Recorded data:
╭──
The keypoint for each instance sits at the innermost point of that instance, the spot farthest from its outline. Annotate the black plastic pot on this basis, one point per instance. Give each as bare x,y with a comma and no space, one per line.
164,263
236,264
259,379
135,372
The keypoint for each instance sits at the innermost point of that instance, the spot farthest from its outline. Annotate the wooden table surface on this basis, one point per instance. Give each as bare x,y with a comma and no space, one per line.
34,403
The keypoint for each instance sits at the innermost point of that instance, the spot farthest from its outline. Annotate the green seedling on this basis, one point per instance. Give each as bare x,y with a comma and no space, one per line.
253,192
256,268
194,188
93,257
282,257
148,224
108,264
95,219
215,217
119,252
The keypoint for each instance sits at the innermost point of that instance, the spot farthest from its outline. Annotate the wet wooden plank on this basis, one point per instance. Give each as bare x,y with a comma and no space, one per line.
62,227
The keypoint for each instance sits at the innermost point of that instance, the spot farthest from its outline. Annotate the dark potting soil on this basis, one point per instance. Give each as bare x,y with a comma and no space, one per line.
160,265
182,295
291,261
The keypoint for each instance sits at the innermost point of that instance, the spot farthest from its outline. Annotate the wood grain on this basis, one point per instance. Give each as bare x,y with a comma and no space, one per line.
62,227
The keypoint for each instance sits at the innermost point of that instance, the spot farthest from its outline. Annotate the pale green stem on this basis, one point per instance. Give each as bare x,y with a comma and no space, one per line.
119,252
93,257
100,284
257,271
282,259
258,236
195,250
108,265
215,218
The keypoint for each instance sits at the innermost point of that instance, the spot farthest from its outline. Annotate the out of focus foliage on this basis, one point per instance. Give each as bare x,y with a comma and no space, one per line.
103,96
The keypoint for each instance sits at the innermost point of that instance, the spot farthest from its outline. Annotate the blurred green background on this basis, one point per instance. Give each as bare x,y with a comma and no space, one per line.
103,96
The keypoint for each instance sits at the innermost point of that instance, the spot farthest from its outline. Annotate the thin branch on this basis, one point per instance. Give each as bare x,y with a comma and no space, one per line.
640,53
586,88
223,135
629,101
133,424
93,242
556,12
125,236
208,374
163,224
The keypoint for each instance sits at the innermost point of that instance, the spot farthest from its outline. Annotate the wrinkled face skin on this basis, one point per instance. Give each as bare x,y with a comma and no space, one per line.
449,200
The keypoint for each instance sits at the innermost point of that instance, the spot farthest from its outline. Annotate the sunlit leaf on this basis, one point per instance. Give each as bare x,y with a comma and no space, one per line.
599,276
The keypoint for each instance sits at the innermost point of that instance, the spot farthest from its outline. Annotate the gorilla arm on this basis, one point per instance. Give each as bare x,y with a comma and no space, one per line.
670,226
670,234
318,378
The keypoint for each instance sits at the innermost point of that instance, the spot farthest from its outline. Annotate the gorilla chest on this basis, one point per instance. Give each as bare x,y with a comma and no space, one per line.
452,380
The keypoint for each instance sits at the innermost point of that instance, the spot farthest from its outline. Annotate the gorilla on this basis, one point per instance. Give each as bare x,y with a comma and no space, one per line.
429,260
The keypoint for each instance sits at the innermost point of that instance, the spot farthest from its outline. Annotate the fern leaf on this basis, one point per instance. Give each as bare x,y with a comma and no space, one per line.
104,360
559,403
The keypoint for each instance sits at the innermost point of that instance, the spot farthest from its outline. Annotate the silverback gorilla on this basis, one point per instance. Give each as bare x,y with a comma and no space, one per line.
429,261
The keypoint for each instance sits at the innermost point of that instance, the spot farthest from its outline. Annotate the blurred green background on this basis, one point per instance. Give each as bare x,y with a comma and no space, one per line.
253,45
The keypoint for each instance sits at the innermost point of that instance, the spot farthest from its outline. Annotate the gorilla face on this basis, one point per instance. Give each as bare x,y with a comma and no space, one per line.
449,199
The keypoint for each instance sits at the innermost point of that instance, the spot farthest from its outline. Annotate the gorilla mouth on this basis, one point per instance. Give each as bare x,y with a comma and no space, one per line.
╰──
What you should do: Make a verbatim copy of every entry shown above.

Response to this task:
The keypoint for each instance sits at the innermost point of that instance, the spot farthest from its outline. Annotate the black plastic pot on this basis, one point per instance. Give each as bare x,y with a comma and no space, one per line.
164,263
236,264
259,379
135,372
The keypoint for each instance sits at the innermost point of that instance, the spot farthest from its outline. Annotate the wooden table surface on this basis, one point per instance. Give each as bare x,y with a comma and no space, one per line.
34,403
The keypoint for each instance sits at the innermost point of that instance, the spot farthest from its outline. Annotate the green seedling on this basis, one point per instance. Give each as bare x,y with a comma and no space, one per line.
253,192
256,268
194,188
93,257
282,257
148,224
108,264
95,219
215,217
119,252
The keypoint for each instance sits at the innermost point of that instance, the spot farthest from its outline. Annotate the wet wooden plank on this basis, one point per instance. Give each as bare x,y with a comma and no space, one per line.
62,227
The keypoint for each instance sits at the innermost point of that instance, the spot farthest from its outline. Annotate the dark potting soil on this basis, one point per instance. Give each as bare x,y with a comma and no space, one per line.
160,265
182,295
291,261
The keypoint for each instance sits at the innermost point of that instance, the spot farthest from its outline. Annotate the wood grain on this basis, one point per instance. Give each as bare x,y with a comma and no space, one per line.
62,227
The keypoint for each instance sits at the innermost point of that instance, the spot farthest from its outline. Annotate the pale green stem on this basis, one point per instance. Give each as bare x,y with a comma and no space, one per line.
119,252
93,257
100,284
257,271
282,259
258,236
195,250
108,265
215,218
The keypoint for each instance sits at the innermost point of that instance, the spot farthest from its outline. Annotate the out of focus foliage on this basis, one point per instance. Give each as bare x,y with a comma and no space, one per line.
103,96
The keypoint for each instance sits at the innermost point of that instance, the spot farthest from its outline. Annotate the blurred green background on this basis, one point per instance. Give each as bare x,y with a comma and no space, one per line.
103,96
The keypoint for each instance sits at the innermost point of that instance, the spot farthest from its outline. Annotate the thin branch on this basis, one point per instance. Give each as bare x,y with a comma and no space, one per line.
640,53
586,88
223,135
629,101
133,424
93,242
556,12
125,236
208,374
163,224
The keypoint for each instance sits at the innermost point of that instance, the spot farthest from its outline. Annotate the wrinkled face skin on this basis, one point per instance. Give each as bare x,y with a comma and no space, one per line.
449,200
The keypoint for each instance sits at the innermost point of that instance, the spot farthest from its outline. Annotate the sunlit leaf on this basis, one point per instance. Give each as bare x,y with a comma and no space, one per line.
599,276
The keypoint for each instance sits at the innermost point of that instance, the spot farthest from its outline. Annotate the gorilla arm on this basis, one point per instance. Give each as bare x,y with a comma and no space, one per line.
670,226
670,234
318,378
The keypoint for each instance sits at the innermost point of that instance, the spot farthest from its outline. Annotate the gorilla chest on this basis, one point per instance. Give each as bare x,y with a comma and no space, one per line.
452,380
The keypoint for each instance sits at the innermost point of that instance, the spot farthest from its outline. Annotate the gorilla on this basis, one point per instance. Give each as bare x,y with a comma and no space, one per line.
429,260
The keypoint for each instance sits at the innermost point of that instance, the spot farthest from its outline. Annotate the fern leaf on this basis, one point per instance. Give each as bare x,y with a comma and no space, one per line.
104,360
559,403
The keypoint for each instance sits at the innermost point of that instance, the spot farthest from its outline. Annotate the silverback gorilla on this basis, one point per instance. Give each as bare x,y with a comma and no space, one per line.
429,261
The keypoint for each instance sits at the innermost point of that instance, the spot farthest from its outline. Annotate the blurred green background on this basis, one point per instance. Give each as bare x,y with a comma and no space, one per line.
253,45
The keypoint for each instance sits at the innermost point of that instance, the spot farthest from its outline. Annotate the gorilla face on this basis, one point per instance. Give each as bare x,y with a comma and no space, one per line.
449,199
The keypoint for each instance sits at the innermost point of that instance, the spot farthest from its outline. Annotate the gorilla mouth on this basis, one point per instance. Give each as bare x,y with a comma and no space, one per line.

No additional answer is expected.